▶ **Your objective**: Which lines of the records contain "below"? Collect every one of them.

▶ **The data**:
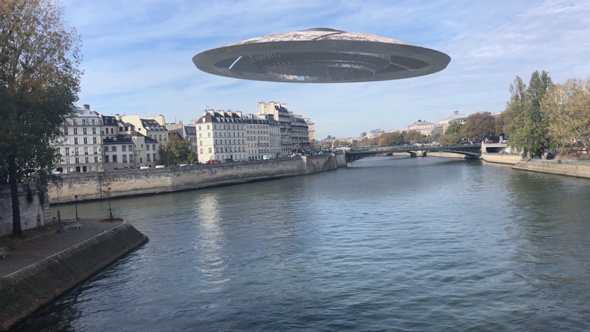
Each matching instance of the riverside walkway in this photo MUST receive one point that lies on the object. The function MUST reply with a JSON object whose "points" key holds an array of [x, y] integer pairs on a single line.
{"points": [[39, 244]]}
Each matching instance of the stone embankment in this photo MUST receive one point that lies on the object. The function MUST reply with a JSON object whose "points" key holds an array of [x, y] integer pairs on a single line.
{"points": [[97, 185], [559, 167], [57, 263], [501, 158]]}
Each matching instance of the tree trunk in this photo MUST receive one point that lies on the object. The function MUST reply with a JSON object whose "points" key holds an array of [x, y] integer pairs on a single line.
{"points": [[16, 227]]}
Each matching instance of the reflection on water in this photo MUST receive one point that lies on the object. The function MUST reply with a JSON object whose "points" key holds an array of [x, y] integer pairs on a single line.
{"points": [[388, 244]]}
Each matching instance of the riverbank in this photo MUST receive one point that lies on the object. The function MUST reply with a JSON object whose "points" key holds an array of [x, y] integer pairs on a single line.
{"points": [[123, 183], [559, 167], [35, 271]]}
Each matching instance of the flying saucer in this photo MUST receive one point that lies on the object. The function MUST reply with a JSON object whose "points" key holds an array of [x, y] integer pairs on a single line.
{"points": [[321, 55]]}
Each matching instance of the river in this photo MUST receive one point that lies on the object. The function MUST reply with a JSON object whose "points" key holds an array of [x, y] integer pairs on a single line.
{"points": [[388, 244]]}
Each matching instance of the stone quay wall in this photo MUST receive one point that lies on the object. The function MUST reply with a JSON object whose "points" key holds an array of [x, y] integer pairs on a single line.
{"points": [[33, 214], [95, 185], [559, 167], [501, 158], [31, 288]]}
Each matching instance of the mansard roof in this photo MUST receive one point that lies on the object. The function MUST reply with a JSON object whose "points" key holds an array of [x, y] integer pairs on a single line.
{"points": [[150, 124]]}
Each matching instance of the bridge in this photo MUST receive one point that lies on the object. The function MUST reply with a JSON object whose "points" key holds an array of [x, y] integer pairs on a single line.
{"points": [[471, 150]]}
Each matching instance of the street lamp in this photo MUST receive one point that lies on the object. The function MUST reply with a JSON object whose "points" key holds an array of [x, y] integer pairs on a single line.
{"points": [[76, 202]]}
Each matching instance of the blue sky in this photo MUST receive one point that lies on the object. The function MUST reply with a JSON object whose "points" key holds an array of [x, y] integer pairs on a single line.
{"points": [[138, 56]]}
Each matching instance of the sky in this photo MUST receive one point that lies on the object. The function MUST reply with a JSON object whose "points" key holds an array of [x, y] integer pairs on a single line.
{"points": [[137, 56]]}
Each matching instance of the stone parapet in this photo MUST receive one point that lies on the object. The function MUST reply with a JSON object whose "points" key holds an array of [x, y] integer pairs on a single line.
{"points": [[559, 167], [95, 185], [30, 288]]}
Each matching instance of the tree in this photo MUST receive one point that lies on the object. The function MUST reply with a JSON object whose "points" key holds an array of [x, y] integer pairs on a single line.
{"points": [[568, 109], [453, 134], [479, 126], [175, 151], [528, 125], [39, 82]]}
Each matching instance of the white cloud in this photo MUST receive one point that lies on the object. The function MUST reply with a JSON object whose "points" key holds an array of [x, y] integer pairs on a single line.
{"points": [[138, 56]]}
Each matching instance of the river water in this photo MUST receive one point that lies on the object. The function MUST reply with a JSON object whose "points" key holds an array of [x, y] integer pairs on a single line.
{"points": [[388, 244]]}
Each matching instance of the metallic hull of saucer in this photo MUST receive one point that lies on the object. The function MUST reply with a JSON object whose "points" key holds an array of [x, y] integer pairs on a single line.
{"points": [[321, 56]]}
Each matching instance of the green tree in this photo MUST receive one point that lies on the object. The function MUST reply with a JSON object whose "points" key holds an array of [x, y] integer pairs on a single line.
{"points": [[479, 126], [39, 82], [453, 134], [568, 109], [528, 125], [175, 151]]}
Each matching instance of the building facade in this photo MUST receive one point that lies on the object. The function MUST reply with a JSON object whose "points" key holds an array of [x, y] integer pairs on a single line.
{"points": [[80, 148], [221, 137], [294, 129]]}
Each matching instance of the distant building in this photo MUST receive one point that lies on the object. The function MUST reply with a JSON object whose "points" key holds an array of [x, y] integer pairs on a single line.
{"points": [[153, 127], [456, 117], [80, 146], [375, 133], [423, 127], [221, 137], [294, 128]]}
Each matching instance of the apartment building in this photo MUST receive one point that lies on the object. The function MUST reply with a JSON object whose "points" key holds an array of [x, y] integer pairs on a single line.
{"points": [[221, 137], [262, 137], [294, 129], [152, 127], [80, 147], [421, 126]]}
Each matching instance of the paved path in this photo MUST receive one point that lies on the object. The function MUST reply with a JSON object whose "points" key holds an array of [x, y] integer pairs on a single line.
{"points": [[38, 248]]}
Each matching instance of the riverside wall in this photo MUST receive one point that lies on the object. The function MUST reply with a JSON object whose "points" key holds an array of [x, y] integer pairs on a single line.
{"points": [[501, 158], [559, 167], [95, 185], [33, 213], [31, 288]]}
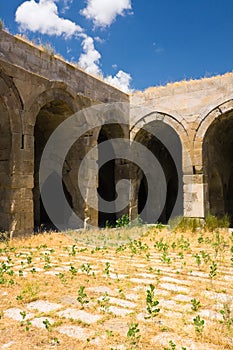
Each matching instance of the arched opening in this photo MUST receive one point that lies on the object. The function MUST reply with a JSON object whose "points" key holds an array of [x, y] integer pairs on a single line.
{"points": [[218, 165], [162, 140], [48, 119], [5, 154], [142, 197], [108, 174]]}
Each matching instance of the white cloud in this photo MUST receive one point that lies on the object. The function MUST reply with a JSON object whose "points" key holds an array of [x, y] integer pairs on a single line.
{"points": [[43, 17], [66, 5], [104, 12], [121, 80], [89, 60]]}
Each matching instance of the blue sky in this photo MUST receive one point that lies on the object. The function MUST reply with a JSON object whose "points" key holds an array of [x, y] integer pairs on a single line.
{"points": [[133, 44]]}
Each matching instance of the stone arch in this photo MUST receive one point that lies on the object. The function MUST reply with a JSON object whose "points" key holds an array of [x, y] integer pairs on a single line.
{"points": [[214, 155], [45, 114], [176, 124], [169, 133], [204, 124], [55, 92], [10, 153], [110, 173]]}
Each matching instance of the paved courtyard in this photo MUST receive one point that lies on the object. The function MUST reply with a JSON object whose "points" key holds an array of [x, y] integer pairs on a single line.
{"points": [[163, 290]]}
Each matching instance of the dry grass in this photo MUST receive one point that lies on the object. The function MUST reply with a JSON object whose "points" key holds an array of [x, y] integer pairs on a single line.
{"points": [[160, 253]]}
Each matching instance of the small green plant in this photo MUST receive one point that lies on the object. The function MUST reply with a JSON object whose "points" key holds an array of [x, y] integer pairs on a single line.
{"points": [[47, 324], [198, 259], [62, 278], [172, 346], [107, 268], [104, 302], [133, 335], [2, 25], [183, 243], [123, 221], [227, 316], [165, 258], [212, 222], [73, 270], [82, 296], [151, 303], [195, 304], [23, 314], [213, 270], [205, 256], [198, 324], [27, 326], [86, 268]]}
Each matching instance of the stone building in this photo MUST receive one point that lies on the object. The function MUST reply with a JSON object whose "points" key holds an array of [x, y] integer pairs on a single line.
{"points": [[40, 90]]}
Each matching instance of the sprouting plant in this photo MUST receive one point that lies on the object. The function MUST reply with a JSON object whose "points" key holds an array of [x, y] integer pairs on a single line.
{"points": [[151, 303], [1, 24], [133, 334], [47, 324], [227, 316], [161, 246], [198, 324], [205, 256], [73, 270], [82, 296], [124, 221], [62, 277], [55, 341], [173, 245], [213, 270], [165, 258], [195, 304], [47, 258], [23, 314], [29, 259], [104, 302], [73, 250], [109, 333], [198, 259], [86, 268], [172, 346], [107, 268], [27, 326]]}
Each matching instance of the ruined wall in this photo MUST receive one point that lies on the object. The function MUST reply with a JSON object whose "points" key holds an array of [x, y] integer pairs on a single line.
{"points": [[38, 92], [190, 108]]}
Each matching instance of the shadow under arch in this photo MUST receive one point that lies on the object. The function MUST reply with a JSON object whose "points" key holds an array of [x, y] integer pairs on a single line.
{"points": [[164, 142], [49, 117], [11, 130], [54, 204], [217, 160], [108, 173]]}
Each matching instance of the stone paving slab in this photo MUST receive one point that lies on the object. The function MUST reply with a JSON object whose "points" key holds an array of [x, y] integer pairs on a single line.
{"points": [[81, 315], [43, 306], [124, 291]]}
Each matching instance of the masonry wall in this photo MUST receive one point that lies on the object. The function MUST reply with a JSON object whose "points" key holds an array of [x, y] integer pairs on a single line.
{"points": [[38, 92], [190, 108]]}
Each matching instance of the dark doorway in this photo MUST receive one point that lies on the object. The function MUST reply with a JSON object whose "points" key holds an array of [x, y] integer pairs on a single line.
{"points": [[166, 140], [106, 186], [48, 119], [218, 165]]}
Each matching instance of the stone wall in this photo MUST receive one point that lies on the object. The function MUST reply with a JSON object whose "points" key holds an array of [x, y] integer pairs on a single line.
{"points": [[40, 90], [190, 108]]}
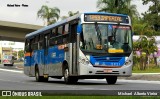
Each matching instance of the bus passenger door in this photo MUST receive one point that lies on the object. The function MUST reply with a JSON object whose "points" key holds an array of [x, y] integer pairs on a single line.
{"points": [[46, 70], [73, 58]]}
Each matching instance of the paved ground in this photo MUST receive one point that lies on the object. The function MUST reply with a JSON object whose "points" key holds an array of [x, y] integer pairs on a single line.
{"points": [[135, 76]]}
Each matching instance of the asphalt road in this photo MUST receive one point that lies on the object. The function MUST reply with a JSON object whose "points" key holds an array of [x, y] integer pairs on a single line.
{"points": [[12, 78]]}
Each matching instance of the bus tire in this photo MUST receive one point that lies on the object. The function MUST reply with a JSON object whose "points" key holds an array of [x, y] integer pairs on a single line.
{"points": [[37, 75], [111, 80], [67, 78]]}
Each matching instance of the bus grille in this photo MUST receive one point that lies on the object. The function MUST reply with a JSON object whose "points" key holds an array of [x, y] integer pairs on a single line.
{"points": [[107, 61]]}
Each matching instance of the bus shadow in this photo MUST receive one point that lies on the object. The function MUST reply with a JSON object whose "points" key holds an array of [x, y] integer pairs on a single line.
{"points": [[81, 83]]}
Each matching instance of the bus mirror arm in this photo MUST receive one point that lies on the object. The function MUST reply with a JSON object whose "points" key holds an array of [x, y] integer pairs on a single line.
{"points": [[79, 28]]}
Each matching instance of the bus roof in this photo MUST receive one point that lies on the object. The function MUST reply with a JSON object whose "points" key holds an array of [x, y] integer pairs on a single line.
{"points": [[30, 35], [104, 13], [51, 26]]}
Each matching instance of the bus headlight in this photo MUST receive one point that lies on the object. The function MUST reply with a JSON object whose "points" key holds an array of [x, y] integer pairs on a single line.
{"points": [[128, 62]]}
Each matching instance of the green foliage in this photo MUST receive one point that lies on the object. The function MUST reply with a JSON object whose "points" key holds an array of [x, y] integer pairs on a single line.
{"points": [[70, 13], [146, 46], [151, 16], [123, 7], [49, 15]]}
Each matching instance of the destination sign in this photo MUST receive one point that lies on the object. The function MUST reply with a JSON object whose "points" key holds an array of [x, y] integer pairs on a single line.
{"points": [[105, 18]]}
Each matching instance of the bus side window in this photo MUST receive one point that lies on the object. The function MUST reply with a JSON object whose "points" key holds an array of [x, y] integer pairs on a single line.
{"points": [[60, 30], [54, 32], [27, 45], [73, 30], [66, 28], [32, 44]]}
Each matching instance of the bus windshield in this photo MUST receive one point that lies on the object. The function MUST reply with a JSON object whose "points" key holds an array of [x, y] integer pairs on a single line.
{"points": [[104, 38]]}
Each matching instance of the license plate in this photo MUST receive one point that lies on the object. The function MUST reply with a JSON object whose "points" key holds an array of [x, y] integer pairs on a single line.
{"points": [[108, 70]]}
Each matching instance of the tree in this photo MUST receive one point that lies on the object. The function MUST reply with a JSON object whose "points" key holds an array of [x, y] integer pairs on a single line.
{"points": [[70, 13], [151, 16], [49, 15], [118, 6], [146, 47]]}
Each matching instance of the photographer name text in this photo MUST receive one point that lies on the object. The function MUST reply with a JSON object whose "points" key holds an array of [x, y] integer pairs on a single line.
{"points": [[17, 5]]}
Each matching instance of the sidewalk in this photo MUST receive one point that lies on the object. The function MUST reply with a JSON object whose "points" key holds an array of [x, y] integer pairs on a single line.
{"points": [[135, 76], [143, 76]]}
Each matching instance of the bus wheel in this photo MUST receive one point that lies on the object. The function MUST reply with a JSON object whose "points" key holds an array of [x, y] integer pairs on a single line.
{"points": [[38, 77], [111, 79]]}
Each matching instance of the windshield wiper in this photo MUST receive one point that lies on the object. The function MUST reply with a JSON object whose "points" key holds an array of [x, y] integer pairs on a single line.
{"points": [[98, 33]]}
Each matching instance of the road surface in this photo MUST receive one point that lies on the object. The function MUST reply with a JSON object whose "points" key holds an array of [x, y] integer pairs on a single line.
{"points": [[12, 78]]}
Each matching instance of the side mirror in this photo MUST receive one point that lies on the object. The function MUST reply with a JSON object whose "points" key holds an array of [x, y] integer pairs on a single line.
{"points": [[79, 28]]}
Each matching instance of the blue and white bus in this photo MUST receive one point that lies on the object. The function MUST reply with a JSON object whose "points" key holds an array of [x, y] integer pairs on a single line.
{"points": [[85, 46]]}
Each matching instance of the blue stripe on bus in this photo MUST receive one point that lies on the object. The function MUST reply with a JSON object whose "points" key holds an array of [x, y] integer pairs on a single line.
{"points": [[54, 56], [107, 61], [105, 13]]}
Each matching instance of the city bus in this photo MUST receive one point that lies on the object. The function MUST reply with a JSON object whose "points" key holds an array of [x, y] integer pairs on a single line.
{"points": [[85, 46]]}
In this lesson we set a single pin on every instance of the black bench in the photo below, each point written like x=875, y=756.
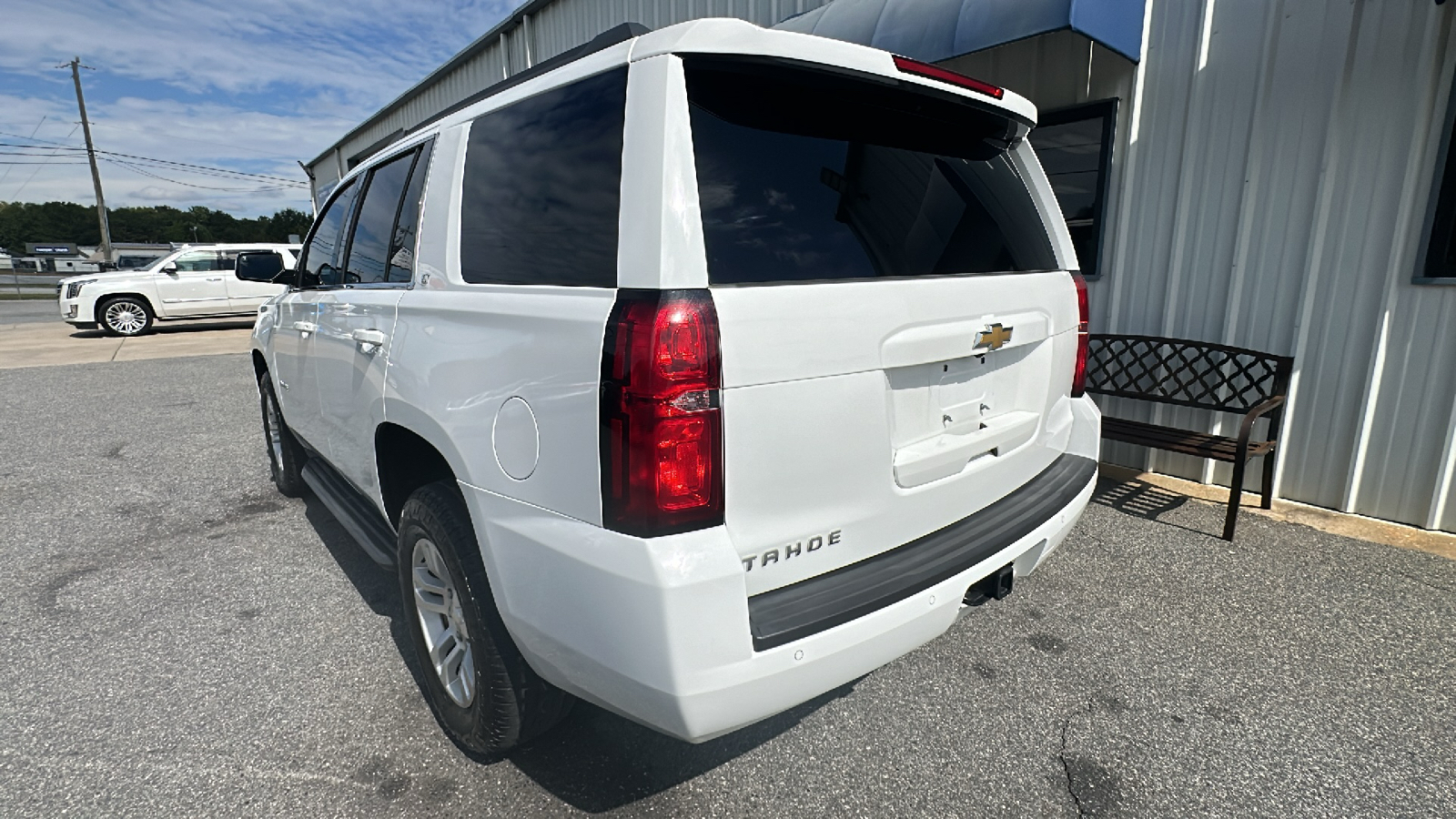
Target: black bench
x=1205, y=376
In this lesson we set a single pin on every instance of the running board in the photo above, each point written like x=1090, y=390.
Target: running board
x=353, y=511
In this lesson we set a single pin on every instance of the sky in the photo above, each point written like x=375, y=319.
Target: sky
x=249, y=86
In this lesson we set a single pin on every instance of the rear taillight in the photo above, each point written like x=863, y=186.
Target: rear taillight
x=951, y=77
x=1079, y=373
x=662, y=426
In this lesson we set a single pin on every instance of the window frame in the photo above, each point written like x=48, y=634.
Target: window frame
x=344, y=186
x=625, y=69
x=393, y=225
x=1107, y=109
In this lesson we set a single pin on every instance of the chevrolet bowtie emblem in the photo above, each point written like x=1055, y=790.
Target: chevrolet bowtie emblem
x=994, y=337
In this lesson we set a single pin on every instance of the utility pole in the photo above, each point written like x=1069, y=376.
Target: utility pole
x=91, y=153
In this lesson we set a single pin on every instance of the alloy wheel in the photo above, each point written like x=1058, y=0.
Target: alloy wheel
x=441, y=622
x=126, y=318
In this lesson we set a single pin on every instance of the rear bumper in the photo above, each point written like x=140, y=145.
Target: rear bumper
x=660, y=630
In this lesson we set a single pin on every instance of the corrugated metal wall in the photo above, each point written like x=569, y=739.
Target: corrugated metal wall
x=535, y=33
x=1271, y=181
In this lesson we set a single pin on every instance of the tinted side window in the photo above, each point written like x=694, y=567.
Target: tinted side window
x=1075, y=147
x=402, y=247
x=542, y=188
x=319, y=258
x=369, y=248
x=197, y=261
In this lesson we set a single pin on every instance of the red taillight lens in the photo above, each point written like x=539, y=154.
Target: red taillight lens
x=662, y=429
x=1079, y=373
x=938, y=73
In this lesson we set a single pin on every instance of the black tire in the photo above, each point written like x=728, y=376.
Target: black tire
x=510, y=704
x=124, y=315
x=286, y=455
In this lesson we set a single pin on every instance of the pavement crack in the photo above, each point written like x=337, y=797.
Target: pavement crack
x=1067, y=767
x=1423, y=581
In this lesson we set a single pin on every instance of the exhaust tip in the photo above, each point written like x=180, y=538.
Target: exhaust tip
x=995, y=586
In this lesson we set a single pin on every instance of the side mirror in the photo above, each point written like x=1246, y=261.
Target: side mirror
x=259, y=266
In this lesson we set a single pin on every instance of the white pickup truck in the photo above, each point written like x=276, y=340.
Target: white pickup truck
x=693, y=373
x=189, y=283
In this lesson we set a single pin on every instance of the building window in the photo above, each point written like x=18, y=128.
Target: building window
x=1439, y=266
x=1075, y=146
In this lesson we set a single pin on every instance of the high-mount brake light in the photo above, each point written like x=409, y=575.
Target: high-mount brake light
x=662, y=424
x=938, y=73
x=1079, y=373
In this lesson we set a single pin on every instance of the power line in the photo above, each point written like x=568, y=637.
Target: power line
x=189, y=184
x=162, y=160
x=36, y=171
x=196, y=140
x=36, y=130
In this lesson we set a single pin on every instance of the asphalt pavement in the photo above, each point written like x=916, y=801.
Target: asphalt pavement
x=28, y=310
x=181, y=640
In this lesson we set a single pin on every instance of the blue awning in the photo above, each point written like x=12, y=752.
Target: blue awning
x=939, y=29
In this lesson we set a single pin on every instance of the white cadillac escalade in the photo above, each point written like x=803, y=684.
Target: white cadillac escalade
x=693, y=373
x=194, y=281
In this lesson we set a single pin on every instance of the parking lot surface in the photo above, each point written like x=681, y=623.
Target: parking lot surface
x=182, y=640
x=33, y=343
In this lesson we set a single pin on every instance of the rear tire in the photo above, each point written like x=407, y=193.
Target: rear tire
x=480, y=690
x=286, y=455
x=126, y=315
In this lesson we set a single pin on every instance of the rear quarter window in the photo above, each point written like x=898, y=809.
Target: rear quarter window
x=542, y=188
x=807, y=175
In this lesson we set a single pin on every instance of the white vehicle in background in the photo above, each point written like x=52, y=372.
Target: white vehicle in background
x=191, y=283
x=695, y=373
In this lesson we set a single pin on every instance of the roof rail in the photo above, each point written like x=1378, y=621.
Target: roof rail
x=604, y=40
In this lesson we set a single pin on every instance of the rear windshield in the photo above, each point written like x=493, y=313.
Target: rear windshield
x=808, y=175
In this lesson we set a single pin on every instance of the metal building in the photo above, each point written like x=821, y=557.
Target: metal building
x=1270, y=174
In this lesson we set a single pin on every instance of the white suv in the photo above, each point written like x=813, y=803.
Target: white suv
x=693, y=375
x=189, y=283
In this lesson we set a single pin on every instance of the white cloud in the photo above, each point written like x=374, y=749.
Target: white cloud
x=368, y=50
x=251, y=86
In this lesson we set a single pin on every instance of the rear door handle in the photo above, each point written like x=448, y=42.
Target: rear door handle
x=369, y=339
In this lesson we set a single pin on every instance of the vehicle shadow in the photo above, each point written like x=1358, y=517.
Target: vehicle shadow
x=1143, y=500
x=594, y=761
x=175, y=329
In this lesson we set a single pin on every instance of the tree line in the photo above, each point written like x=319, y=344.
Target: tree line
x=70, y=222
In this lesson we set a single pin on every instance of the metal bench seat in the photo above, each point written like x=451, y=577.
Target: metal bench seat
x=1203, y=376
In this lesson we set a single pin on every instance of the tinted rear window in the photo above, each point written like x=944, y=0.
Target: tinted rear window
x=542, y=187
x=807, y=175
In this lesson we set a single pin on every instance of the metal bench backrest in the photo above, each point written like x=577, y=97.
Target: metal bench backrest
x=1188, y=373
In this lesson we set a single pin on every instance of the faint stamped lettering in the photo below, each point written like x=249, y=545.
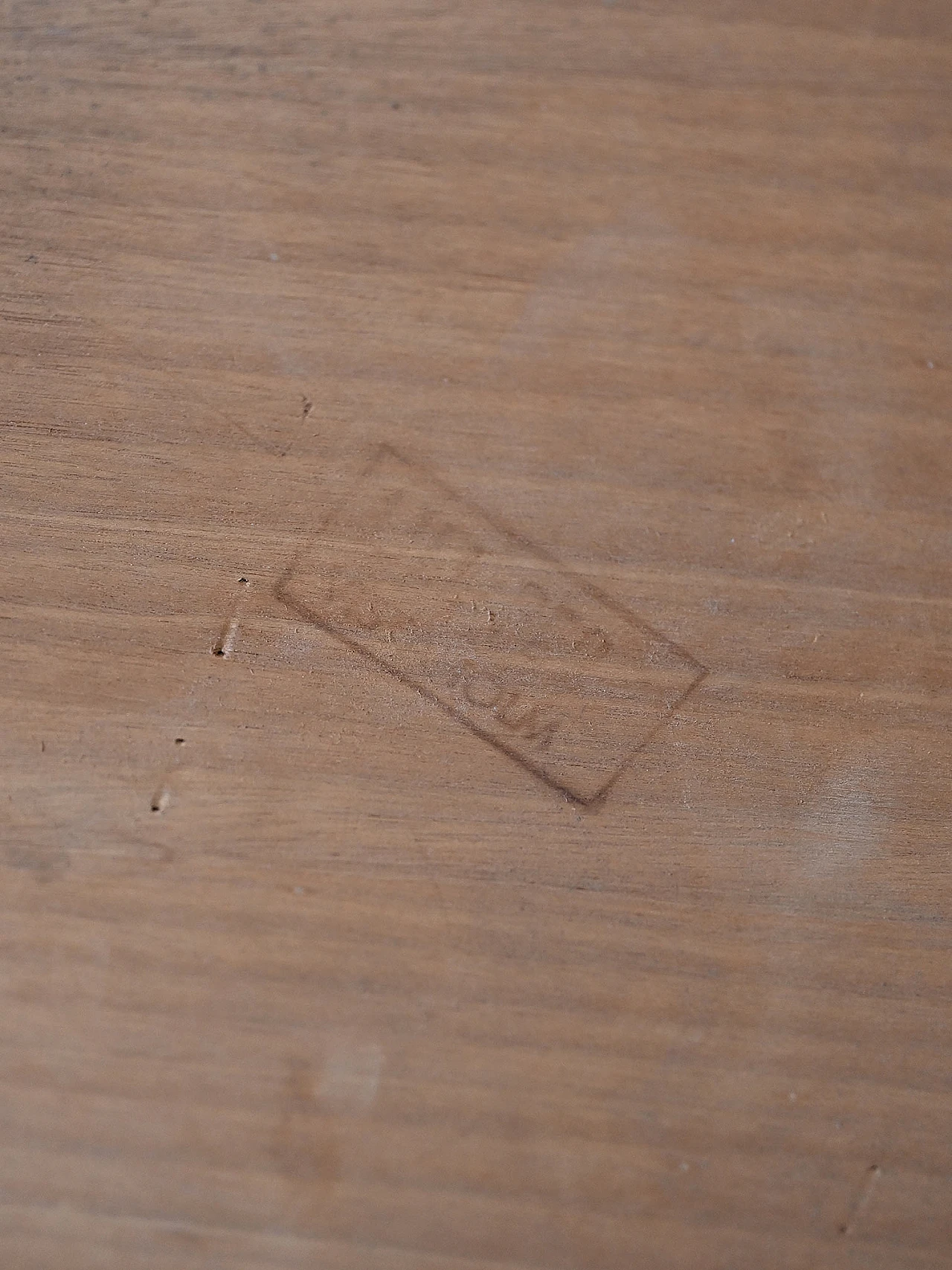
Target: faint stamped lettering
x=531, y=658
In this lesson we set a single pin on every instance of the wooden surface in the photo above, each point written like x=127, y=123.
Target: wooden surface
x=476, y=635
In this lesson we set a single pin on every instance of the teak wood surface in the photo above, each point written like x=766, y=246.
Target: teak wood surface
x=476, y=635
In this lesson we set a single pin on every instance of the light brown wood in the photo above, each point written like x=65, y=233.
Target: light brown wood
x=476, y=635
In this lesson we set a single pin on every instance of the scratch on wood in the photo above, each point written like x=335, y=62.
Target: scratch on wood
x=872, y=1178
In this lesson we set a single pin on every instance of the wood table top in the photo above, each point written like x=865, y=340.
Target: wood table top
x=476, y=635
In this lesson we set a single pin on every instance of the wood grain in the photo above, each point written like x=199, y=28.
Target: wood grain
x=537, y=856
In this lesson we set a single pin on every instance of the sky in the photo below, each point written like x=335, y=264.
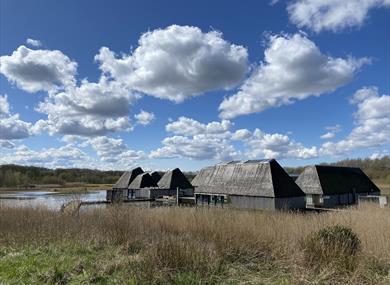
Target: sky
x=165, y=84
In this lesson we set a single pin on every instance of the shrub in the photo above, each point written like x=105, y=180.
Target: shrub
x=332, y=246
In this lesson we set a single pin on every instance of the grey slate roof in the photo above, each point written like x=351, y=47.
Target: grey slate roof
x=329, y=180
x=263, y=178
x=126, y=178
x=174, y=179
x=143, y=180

▶ **Exercise response**:
In this lesson we set a single pin on every instance of the black bench in the photo below, each point written like x=875, y=756.
In this lesson we set a single pin on every instance of the faint stamped lettering in the photo below, each point written like x=249, y=545.
In this lesson we set a single pin on every instance of the sky in the photo below, each point written like x=335, y=264.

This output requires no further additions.